The task
Reproduce the passage below on congressional votes to raise the debt limit word for word, from its first sentence through its last.

Document excerpt
══════

There’s plenty of hypocrisy to go around. Republicans complain that Democrats’ spending proposals add too much to the debt. Democrats complain that Republican tax cuts add too much to the debt.
Meanwhile, they’re both adding to the debt whenever they’re in power. Democrats just happen to be in power right now.
How has this worked in the past?
In the past 50 years, according to the Treasury Department, Congress has acted 78 times to raise the debt limit.
That includes 49 times under Republican presidents and 29 times under Democratic presidents.
The last time lawmakers voted to rise the debt limit, it was a bipartisan affair. They raised the limit for a time period — two years — instead of a dollar amount, as in many previous votes.
Even then, with a Republican president and Republicans in control of the Senate, it was mostly Republicans among the 27 who voted “no.” The measure also set out a budget.
What happens next?

══════

The data

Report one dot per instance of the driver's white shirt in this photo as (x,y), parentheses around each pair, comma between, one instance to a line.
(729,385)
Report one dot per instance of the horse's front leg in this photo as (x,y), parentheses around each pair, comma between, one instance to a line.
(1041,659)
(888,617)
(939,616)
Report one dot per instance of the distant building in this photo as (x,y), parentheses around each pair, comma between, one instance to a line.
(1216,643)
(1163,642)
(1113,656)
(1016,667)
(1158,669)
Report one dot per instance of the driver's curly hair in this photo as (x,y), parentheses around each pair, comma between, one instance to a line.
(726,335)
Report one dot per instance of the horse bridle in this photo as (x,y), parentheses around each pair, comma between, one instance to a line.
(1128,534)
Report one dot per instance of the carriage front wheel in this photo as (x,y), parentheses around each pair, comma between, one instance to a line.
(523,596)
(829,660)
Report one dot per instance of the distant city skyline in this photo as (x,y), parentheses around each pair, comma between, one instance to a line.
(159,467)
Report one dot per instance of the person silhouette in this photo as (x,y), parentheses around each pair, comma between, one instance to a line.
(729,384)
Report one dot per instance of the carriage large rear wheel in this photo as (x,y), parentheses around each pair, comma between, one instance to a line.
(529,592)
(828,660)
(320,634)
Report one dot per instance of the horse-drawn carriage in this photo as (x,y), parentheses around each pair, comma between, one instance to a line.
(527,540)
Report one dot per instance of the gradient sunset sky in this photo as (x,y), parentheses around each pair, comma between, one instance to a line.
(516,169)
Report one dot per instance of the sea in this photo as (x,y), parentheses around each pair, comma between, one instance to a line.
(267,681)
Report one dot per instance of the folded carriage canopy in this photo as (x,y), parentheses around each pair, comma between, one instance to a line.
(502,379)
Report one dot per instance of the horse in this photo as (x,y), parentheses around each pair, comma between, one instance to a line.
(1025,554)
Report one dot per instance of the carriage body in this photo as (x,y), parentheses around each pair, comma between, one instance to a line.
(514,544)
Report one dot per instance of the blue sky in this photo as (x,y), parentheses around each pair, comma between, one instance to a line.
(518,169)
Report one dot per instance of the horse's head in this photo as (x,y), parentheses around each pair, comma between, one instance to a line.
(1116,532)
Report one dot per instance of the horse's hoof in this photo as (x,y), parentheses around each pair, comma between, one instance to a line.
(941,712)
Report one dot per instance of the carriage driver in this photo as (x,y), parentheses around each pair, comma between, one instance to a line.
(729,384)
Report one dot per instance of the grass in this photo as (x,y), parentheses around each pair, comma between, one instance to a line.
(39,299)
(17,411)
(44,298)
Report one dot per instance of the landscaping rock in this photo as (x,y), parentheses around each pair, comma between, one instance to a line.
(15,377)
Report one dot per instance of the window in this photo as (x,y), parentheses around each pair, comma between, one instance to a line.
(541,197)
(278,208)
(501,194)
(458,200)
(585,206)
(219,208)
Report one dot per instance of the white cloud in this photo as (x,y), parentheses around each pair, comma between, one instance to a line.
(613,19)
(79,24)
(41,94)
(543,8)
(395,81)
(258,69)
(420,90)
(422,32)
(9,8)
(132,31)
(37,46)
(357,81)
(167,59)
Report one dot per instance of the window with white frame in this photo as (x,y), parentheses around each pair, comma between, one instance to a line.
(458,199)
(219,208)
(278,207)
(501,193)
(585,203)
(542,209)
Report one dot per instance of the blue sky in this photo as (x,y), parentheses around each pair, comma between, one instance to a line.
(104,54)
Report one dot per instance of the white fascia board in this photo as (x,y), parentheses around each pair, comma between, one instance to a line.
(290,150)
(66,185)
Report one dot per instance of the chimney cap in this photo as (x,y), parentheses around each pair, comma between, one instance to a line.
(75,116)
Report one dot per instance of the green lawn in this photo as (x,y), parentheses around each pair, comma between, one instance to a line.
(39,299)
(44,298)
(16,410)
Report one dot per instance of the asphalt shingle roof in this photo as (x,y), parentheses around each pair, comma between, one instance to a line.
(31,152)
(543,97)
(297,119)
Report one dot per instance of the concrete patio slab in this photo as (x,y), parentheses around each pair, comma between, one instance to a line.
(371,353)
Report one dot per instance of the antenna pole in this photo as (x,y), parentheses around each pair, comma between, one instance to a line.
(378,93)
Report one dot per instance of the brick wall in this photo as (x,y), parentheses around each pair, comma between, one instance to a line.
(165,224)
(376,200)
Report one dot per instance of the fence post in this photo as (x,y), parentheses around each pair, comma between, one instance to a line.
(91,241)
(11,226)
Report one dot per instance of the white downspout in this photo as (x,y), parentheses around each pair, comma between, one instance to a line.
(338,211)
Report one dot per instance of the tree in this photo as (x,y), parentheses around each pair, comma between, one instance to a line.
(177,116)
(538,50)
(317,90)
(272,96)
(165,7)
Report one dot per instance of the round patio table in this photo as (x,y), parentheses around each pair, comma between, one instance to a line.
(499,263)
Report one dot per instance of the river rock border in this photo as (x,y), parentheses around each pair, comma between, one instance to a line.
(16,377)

══════

Exercise result
There’s plenty of hypocrisy to go around. Republicans complain that Democrats’ spending proposals add too much to the debt. Democrats complain that Republican tax cuts add too much to the debt.
Meanwhile, they’re both adding to the debt whenever they’re in power. Democrats just happen to be in power right now.
How has this worked in the past?
In the past 50 years, according to the Treasury Department, Congress has acted 78 times to raise the debt limit.
That includes 49 times under Republican presidents and 29 times under Democratic presidents.
The last time lawmakers voted to rise the debt limit, it was a bipartisan affair. They raised the limit for a time period — two years — instead of a dollar amount, as in many previous votes.
Even then, with a Republican president and Republicans in control of the Senate, it was mostly Republicans among the 27 who voted “no.” The measure also set out a budget.
What happens next?